## WRITTEN INSTRUCTION A
Return the following forum thread, word for word and in full.

# Who wrote the most tunes we enjoy every day?



## KenOC (Mar 7, 2011)

Well, I have my idea of this. And the name doesn't begin with S or M!


----------



## Pugg (Aug 8, 2014)

I think that will be a very different pallet but I go for *V*


----------



## TwoFlutesOneTrumpet (Aug 31, 2011)

I would say either D or T or perhaps a B?

But a question as well: how do you define "tunes we enjoy every day"? Is this the traditional tune, like Tchaikovsky's opening of his 1st piano concerto or are we talking more abstract like say the first subject from Bach's little G minor fugue? Cause I enjoy Bach's more but it would probably not be considered a "tune" by many.


----------



## Clairvoyance Enough (Jul 25, 2014)

This shortly after Christmas I feel pretty certain it's P or T.


----------



## KenOC (Mar 7, 2011)

My money's on *D*.


----------



## TwoFlutesOneTrumpet (Aug 31, 2011)

KenOC said:


> My money's on *D*.


Does your money also cover vorak?


----------



## KenOC (Mar 7, 2011)

TwoFlutesOneTrumpet said:


> Does your money also cover vorak?


You might very well think that; I couldn't possibly comment.


----------



## TwoFlutesOneTrumpet (Aug 31, 2011)

KenOC said:


> You might very well think that; I couldn't possibly comment.


Well, Dvorak would have been my choice followed closely by Tchaikovsky but I do find humming Bach a lot more than either of these fine composers myself.


----------



## MarkW (Feb 16, 2015)

Paul McCartney?


----------



## Francis Poulenc (Nov 6, 2016)

Arnold Schoenberg.


----------



## Animal the Drummer (Nov 14, 2015)

MarkW said:


> Paul McCartney?


Lennon and, I suspect, but I do agree and wouldn't mind betting their music will last longer than most contemporary classical stuff.

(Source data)
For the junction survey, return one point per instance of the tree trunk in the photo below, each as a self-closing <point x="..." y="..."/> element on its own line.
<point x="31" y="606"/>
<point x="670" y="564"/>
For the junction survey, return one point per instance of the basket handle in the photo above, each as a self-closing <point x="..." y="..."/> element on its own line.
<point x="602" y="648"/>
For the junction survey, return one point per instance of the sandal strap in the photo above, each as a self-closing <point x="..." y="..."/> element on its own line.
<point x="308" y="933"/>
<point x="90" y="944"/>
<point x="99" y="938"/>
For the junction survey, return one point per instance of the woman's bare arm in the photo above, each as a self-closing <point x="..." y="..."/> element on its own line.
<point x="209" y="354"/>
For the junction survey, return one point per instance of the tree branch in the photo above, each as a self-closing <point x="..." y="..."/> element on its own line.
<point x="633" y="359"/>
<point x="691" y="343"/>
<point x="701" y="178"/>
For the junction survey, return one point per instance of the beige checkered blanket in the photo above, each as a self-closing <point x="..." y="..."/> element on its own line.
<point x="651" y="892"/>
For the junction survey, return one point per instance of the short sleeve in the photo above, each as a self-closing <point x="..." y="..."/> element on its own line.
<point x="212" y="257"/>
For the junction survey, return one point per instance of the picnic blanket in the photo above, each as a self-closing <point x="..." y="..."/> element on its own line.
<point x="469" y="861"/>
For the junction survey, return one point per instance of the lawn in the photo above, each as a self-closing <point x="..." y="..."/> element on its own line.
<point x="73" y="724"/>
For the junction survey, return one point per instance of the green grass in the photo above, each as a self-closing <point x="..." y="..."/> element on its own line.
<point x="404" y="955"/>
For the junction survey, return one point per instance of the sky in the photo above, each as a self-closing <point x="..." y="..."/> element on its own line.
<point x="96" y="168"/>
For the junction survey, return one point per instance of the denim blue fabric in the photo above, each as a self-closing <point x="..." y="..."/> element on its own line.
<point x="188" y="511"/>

## WRITTEN INSTRUCTION B
Rewrite the records from the line that contains "of the woman's" through the last of the records, changing "junction survey" to "intersection survey" and keeping everything else as it is. Give only those lines.

## EXPECTED OUTPUT A
# Who wrote the most tunes we enjoy every day?



## KenOC (Mar 7, 2011)

Well, I have my idea of this. And the name doesn't begin with S or M!


----------



## Pugg (Aug 8, 2014)

I think that will be a very different pallet but I go for *V*


----------



## TwoFlutesOneTrumpet (Aug 31, 2011)

I would say either D or T or perhaps a B?

But a question as well: how do you define "tunes we enjoy every day"? Is this the traditional tune, like Tchaikovsky's opening of his 1st piano concerto or are we talking more abstract like say the first subject from Bach's little G minor fugue? Cause I enjoy Bach's more but it would probably not be considered a "tune" by many.


----------



## Clairvoyance Enough (Jul 25, 2014)

This shortly after Christmas I feel pretty certain it's P or T.


----------



## KenOC (Mar 7, 2011)

My money's on *D*.


----------



## TwoFlutesOneTrumpet (Aug 31, 2011)

KenOC said:


> My money's on *D*.


Does your money also cover vorak?


----------



## KenOC (Mar 7, 2011)

TwoFlutesOneTrumpet said:


> Does your money also cover vorak?


You might very well think that; I couldn't possibly comment.


----------



## TwoFlutesOneTrumpet (Aug 31, 2011)

KenOC said:


> You might very well think that; I couldn't possibly comment.


Well, Dvorak would have been my choice followed closely by Tchaikovsky but I do find humming Bach a lot more than either of these fine composers myself.


----------



## MarkW (Feb 16, 2015)

Paul McCartney?


----------



## Francis Poulenc (Nov 6, 2016)

Arnold Schoenberg.


----------



## Animal the Drummer (Nov 14, 2015)

MarkW said:


> Paul McCartney?


Lennon and, I suspect, but I do agree and wouldn't mind betting their music will last longer than most contemporary classical stuff.

## EXPECTED OUTPUT B
For the intersection survey, return one point per instance of the woman's bare arm in the photo above, each as a self-closing <point x="..." y="..."/> element on its own line.
<point x="209" y="354"/>
For the intersection survey, return one point per instance of the tree branch in the photo above, each as a self-closing <point x="..." y="..."/> element on its own line.
<point x="633" y="359"/>
<point x="691" y="343"/>
<point x="701" y="178"/>
For the intersection survey, return one point per instance of the beige checkered blanket in the photo above, each as a self-closing <point x="..." y="..."/> element on its own line.
<point x="651" y="892"/>
For the intersection survey, return one point per instance of the short sleeve in the photo above, each as a self-closing <point x="..." y="..."/> element on its own line.
<point x="212" y="257"/>
For the intersection survey, return one point per instance of the picnic blanket in the photo above, each as a self-closing <point x="..." y="..."/> element on its own line.
<point x="469" y="861"/>
For the intersection survey, return one point per instance of the lawn in the photo above, each as a self-closing <point x="..." y="..."/> element on its own line.
<point x="73" y="724"/>
For the intersection survey, return one point per instance of the green grass in the photo above, each as a self-closing <point x="..." y="..."/> element on its own line.
<point x="404" y="955"/>
For the intersection survey, return one point per instance of the sky in the photo above, each as a self-closing <point x="..." y="..."/> element on its own line.
<point x="96" y="168"/>
For the intersection survey, return one point per instance of the denim blue fabric in the photo above, each as a self-closing <point x="..." y="..."/> element on its own line.
<point x="188" y="511"/>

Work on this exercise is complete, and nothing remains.